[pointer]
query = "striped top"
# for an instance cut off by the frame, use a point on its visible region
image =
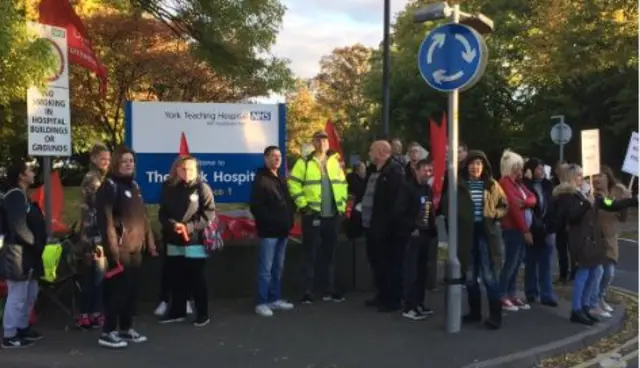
(476, 189)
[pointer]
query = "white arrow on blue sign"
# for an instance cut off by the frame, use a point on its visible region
(452, 56)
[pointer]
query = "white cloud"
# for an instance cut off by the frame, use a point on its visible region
(314, 28)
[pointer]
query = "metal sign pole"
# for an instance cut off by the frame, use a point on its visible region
(454, 289)
(46, 162)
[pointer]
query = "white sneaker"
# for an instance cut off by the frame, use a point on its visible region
(281, 305)
(264, 310)
(161, 309)
(606, 307)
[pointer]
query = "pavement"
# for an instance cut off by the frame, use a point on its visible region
(315, 336)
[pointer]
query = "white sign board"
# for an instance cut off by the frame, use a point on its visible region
(561, 133)
(228, 141)
(49, 126)
(630, 164)
(590, 140)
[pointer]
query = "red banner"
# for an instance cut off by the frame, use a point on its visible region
(61, 14)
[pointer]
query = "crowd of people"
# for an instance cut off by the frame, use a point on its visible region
(502, 224)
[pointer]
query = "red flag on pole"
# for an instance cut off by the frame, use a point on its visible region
(334, 139)
(438, 137)
(184, 146)
(61, 14)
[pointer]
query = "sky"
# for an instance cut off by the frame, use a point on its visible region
(313, 28)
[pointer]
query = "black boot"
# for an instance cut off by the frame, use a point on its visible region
(475, 309)
(494, 321)
(579, 317)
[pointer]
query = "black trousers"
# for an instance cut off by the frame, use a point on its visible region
(188, 279)
(566, 265)
(415, 270)
(386, 257)
(120, 293)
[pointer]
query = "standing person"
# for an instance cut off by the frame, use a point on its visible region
(90, 297)
(125, 232)
(380, 219)
(318, 186)
(187, 207)
(515, 228)
(538, 285)
(397, 152)
(273, 210)
(580, 214)
(418, 221)
(606, 185)
(481, 205)
(566, 265)
(25, 235)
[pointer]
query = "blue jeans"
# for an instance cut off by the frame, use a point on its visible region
(602, 280)
(582, 285)
(270, 265)
(482, 268)
(537, 275)
(514, 250)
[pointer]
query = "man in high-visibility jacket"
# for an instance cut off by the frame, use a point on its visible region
(319, 189)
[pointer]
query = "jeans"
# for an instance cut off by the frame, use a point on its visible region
(320, 234)
(537, 280)
(582, 284)
(514, 249)
(188, 280)
(602, 280)
(416, 258)
(482, 268)
(270, 266)
(90, 298)
(21, 297)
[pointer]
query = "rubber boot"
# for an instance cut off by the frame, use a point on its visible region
(494, 321)
(475, 309)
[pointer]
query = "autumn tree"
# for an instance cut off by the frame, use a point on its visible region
(304, 117)
(340, 89)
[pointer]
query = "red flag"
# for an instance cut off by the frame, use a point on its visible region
(61, 14)
(334, 139)
(184, 146)
(438, 135)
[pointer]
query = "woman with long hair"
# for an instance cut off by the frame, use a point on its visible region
(125, 232)
(25, 235)
(579, 214)
(605, 184)
(89, 299)
(187, 207)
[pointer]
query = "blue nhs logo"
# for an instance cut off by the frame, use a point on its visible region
(260, 115)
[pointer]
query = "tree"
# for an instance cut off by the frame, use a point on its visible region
(144, 61)
(234, 36)
(340, 89)
(304, 117)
+++++
* EXERCISE AIM *
Repeat the full listing above exactly, with no pictures in the copy.

* RESPONSE TO THIS EXERCISE *
[pointer]
query = "striped top"
# for an instance cut off by the frame, use a point on its visible region
image =
(476, 189)
[pointer]
query = "white arrow on blue sign"
# for an instance cut off by the frame, use a point on its visible region
(452, 56)
[pointer]
query = "white cloud"
# for an instance cut off by the frame, use a point on its visible region
(314, 28)
[pointer]
query = "metal sign pole"
# for an instance cut off by the frame, use a point on its visible region
(454, 289)
(46, 162)
[pointer]
query = "white sneaker"
# for an instance cut off by the frame, use a point on its visible region
(281, 305)
(264, 310)
(161, 309)
(606, 307)
[pointer]
query = "pavement"
# for an instance cut off by the frame, use a point on its visible region
(315, 336)
[pointer]
query = "white sign board"
# for an instance cut off by the frame, use a point on its visible region
(561, 133)
(228, 141)
(49, 126)
(630, 164)
(590, 140)
[pointer]
query = "red banner"
# for an instance cut off by the frame, use a point on its visible region
(61, 14)
[pointer]
query = "crowd of people"
# for an instance cut off by the frame, use a point on its visible region
(502, 224)
[pointer]
query = "red flag on pole"
# for an instance cut off by the frame, use a point on its visible region
(334, 139)
(438, 137)
(184, 146)
(61, 14)
[pointer]
query = "sky"
# for an instance cut off by the frame, use a point on its visible region
(313, 28)
[pointer]
query = "black boot"
# for an instance cut off by the frame, use a point on its visible region
(475, 309)
(494, 321)
(579, 317)
[pointer]
query = "black trousers"
# for an instance cut off by the frame, use a point on its visible region
(188, 279)
(566, 265)
(415, 270)
(386, 257)
(120, 293)
[pointer]
query = "standing person"
# for an instance cut off by the frame, use a point on its visible region
(90, 297)
(125, 232)
(380, 219)
(318, 186)
(187, 207)
(515, 228)
(538, 285)
(397, 152)
(273, 210)
(580, 214)
(418, 221)
(606, 185)
(481, 205)
(566, 265)
(25, 235)
[pointer]
query = "blue jeans"
# for an instance cut off by the frame, use a point on its visible region
(602, 280)
(582, 285)
(270, 265)
(482, 268)
(537, 275)
(514, 250)
[pointer]
query = "man in high-visibility jacket"
# for an instance cut off by the frame, use a point on its visible region
(319, 189)
[pointer]
query = "jeans"
# for an instance cut off by the frame, use a point on its visible region
(320, 234)
(537, 280)
(582, 284)
(514, 249)
(188, 280)
(602, 280)
(416, 258)
(482, 268)
(270, 266)
(90, 298)
(21, 297)
[pointer]
query = "rubber boot"
# for an instance cut off by the frame, use a point on its visible region
(494, 321)
(475, 309)
[pointer]
query = "autumn tree"
# for an instance cut off by the frame, use a point on its visible region
(304, 117)
(340, 89)
[pointer]
query = "red flag"
# for an instance cut off by the frame, use a point on its visible region
(61, 14)
(334, 139)
(184, 146)
(438, 135)
[pointer]
query = "woman with long hair"
# for an instance cut off by the frame, use a point on its visible region
(125, 232)
(25, 235)
(579, 214)
(605, 184)
(89, 299)
(187, 207)
[pointer]
query = "blue nhs logo"
# for an instance cut off by the frame, use a point on its visible region
(260, 115)
[pointer]
query = "tree"
# for an instance cut off by the frame, use a point on its visible region
(144, 61)
(234, 36)
(340, 89)
(304, 117)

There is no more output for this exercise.